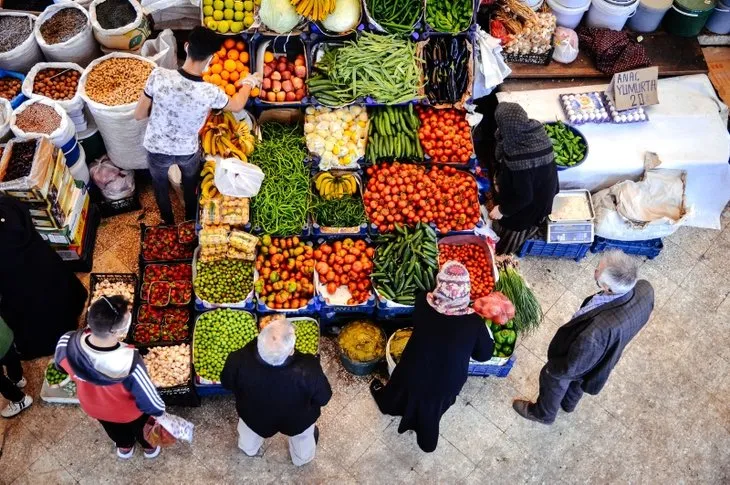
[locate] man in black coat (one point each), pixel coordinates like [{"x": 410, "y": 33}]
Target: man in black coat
[
  {"x": 586, "y": 349},
  {"x": 278, "y": 390}
]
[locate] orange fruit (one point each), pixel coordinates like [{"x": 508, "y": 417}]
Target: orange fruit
[{"x": 229, "y": 65}]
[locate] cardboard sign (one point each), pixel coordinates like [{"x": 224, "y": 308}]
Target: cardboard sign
[{"x": 635, "y": 88}]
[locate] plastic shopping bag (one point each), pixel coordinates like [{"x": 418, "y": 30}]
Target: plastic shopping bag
[
  {"x": 238, "y": 179},
  {"x": 566, "y": 45}
]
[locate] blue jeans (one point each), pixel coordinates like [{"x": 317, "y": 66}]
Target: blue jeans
[{"x": 189, "y": 165}]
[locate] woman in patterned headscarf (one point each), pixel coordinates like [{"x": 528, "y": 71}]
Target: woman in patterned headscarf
[
  {"x": 526, "y": 177},
  {"x": 434, "y": 364}
]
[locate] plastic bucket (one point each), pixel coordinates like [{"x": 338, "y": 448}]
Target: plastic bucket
[
  {"x": 568, "y": 16},
  {"x": 604, "y": 14},
  {"x": 686, "y": 22},
  {"x": 719, "y": 21},
  {"x": 649, "y": 16}
]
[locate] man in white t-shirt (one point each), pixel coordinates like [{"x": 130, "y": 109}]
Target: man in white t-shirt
[{"x": 177, "y": 104}]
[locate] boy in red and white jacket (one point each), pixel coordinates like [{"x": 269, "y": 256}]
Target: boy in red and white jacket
[{"x": 111, "y": 380}]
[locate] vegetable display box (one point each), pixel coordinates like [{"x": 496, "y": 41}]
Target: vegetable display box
[
  {"x": 649, "y": 248},
  {"x": 542, "y": 249},
  {"x": 487, "y": 369}
]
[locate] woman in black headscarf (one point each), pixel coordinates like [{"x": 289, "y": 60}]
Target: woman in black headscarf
[
  {"x": 526, "y": 177},
  {"x": 41, "y": 298}
]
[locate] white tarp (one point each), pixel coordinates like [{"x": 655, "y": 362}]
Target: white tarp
[{"x": 687, "y": 130}]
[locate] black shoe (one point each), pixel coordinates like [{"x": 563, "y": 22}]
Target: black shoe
[
  {"x": 376, "y": 385},
  {"x": 523, "y": 409}
]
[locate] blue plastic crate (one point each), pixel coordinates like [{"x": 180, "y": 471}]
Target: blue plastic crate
[
  {"x": 492, "y": 370},
  {"x": 649, "y": 247},
  {"x": 542, "y": 249}
]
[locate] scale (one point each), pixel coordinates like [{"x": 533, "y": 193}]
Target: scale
[{"x": 574, "y": 230}]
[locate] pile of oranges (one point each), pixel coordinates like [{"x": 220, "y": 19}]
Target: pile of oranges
[{"x": 229, "y": 65}]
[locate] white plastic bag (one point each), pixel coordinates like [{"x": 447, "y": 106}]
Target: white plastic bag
[
  {"x": 115, "y": 184},
  {"x": 236, "y": 178},
  {"x": 122, "y": 134},
  {"x": 27, "y": 54},
  {"x": 566, "y": 45},
  {"x": 162, "y": 50},
  {"x": 127, "y": 37},
  {"x": 81, "y": 48},
  {"x": 74, "y": 106}
]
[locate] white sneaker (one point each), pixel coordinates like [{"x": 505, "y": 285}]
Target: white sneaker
[
  {"x": 125, "y": 453},
  {"x": 15, "y": 408},
  {"x": 149, "y": 454}
]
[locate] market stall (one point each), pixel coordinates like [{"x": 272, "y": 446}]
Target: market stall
[{"x": 687, "y": 129}]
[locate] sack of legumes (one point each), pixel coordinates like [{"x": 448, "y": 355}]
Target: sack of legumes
[
  {"x": 19, "y": 50},
  {"x": 111, "y": 86},
  {"x": 63, "y": 32}
]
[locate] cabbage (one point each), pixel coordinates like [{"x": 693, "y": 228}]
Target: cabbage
[
  {"x": 279, "y": 15},
  {"x": 344, "y": 18}
]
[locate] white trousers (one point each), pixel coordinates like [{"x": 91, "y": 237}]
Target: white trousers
[{"x": 301, "y": 447}]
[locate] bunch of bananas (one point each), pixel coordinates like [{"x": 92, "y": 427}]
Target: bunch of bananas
[
  {"x": 314, "y": 9},
  {"x": 208, "y": 189},
  {"x": 225, "y": 136},
  {"x": 332, "y": 186}
]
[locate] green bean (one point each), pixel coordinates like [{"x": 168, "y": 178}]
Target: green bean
[{"x": 281, "y": 206}]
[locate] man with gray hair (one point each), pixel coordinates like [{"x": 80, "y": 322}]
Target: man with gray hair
[
  {"x": 277, "y": 390},
  {"x": 586, "y": 349}
]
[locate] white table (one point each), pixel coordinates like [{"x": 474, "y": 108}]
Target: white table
[{"x": 688, "y": 130}]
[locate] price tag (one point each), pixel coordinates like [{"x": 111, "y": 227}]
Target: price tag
[{"x": 632, "y": 89}]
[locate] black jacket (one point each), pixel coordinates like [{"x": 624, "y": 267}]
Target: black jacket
[
  {"x": 587, "y": 348},
  {"x": 283, "y": 399},
  {"x": 526, "y": 196}
]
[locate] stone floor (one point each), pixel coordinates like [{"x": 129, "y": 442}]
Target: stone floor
[{"x": 664, "y": 416}]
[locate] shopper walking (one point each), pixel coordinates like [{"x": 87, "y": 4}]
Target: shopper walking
[
  {"x": 111, "y": 379},
  {"x": 278, "y": 390},
  {"x": 12, "y": 382},
  {"x": 177, "y": 103},
  {"x": 435, "y": 362},
  {"x": 526, "y": 177},
  {"x": 586, "y": 349}
]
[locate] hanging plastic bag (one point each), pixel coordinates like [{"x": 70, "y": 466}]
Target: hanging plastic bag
[
  {"x": 566, "y": 45},
  {"x": 162, "y": 50},
  {"x": 115, "y": 184},
  {"x": 237, "y": 179}
]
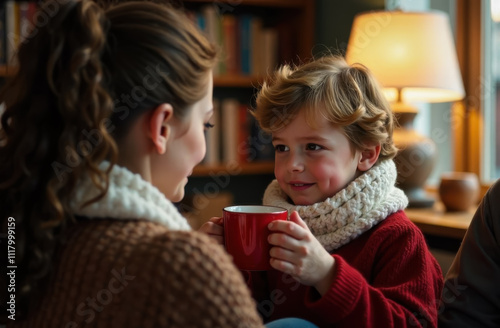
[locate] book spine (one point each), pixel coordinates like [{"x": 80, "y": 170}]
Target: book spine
[
  {"x": 2, "y": 34},
  {"x": 212, "y": 156},
  {"x": 245, "y": 44},
  {"x": 230, "y": 130}
]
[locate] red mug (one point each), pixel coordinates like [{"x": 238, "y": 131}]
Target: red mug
[{"x": 246, "y": 232}]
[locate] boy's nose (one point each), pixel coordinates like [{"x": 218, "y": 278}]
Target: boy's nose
[{"x": 295, "y": 163}]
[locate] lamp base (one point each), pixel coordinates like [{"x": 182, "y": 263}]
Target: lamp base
[{"x": 414, "y": 161}]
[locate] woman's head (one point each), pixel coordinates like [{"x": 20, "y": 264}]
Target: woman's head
[
  {"x": 328, "y": 88},
  {"x": 85, "y": 78}
]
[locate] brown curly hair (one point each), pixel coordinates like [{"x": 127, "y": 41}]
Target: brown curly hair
[
  {"x": 83, "y": 78},
  {"x": 346, "y": 96}
]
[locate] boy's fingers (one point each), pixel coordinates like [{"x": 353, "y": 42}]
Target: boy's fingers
[
  {"x": 290, "y": 228},
  {"x": 295, "y": 217},
  {"x": 216, "y": 220}
]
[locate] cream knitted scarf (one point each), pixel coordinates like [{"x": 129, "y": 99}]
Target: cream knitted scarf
[
  {"x": 128, "y": 197},
  {"x": 364, "y": 203}
]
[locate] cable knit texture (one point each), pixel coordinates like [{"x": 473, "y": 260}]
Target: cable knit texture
[
  {"x": 129, "y": 269},
  {"x": 129, "y": 196},
  {"x": 354, "y": 210}
]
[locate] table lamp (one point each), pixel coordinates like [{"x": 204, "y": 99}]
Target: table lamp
[{"x": 412, "y": 54}]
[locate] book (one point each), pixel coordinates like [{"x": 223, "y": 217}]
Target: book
[
  {"x": 212, "y": 136},
  {"x": 229, "y": 119}
]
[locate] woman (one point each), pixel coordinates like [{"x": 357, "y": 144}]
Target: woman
[{"x": 104, "y": 122}]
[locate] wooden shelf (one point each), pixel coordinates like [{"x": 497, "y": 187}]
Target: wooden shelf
[
  {"x": 438, "y": 222},
  {"x": 235, "y": 168},
  {"x": 237, "y": 81},
  {"x": 260, "y": 3}
]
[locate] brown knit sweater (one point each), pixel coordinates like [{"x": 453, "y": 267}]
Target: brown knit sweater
[{"x": 137, "y": 273}]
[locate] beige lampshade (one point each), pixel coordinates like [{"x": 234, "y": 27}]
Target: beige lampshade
[{"x": 409, "y": 51}]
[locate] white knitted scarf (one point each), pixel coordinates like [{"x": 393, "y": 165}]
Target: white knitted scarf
[
  {"x": 128, "y": 197},
  {"x": 357, "y": 208}
]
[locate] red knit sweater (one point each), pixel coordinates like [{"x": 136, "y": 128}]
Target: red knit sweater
[{"x": 384, "y": 278}]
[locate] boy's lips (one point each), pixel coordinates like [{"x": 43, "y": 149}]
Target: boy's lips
[{"x": 299, "y": 185}]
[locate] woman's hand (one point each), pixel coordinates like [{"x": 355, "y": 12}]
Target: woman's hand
[
  {"x": 297, "y": 252},
  {"x": 214, "y": 229}
]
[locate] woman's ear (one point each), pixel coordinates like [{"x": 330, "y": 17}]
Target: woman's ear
[
  {"x": 159, "y": 128},
  {"x": 369, "y": 157}
]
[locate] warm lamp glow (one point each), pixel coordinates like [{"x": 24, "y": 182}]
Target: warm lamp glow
[
  {"x": 495, "y": 10},
  {"x": 412, "y": 52}
]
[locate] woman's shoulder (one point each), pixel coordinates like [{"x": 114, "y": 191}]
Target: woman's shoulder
[{"x": 143, "y": 239}]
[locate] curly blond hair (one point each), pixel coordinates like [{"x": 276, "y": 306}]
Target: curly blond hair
[{"x": 348, "y": 96}]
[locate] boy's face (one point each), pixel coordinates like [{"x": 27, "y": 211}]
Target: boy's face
[{"x": 313, "y": 164}]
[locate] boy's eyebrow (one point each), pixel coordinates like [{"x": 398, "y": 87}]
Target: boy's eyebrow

───

_Required task_:
Output the lines from the line containing "[locate] wooden shelf" to the end, both included; add nothing.

_Expected answer_:
[locate] wooden shelf (one point each), pixel coordinates like [{"x": 497, "y": 187}]
Target: wooden shelf
[
  {"x": 438, "y": 222},
  {"x": 235, "y": 168},
  {"x": 237, "y": 81},
  {"x": 260, "y": 3}
]
[locate] brown knit sweater (one point each), pixel coordinates like [{"x": 453, "y": 267}]
Target: brown knit sweater
[{"x": 137, "y": 273}]
[locate] beige lampshade (one point each), pixel coordinates like [{"x": 234, "y": 27}]
Target: beige lampshade
[{"x": 409, "y": 51}]
[locate] white knitted scarf (one point each), pixel coordinates like [{"x": 393, "y": 165}]
Target: white knitted scarf
[
  {"x": 128, "y": 197},
  {"x": 357, "y": 208}
]
[locate] red knit sweater (one point each), pixel coordinates like [{"x": 136, "y": 128}]
Target: red knit sweater
[{"x": 384, "y": 278}]
[locate] boy's lips (one point each), pixel coordinates like [{"x": 43, "y": 149}]
Target: boy's lips
[{"x": 299, "y": 185}]
[locate] woman's hand (one point each), pixel coordinates like [{"x": 355, "y": 12}]
Target: woman's hand
[
  {"x": 297, "y": 252},
  {"x": 214, "y": 229}
]
[locate] woman's ear (one point each), pixel coordinates like [{"x": 330, "y": 17}]
Target: woman's ear
[
  {"x": 159, "y": 128},
  {"x": 369, "y": 157}
]
[locate] warm lamp glow (one point each), pixel coordinates like [{"x": 24, "y": 182}]
Target: warm lamp glow
[
  {"x": 495, "y": 10},
  {"x": 412, "y": 52}
]
[locate] woman's shoulder (one point each), pixel coordinates like [{"x": 114, "y": 191}]
Target: woman's shoulder
[{"x": 143, "y": 239}]
[locate] curly blond hair (one point each), pixel coordinates like [{"x": 276, "y": 306}]
Target: curly blond hair
[{"x": 348, "y": 96}]
[locate] boy's face (one point each), pixel coordinates like [{"x": 27, "y": 211}]
Target: boy's face
[{"x": 313, "y": 164}]
[locate] boy's eyebrow (one point each), pixel coordinates like [{"x": 398, "y": 87}]
Target: boy's eyebrow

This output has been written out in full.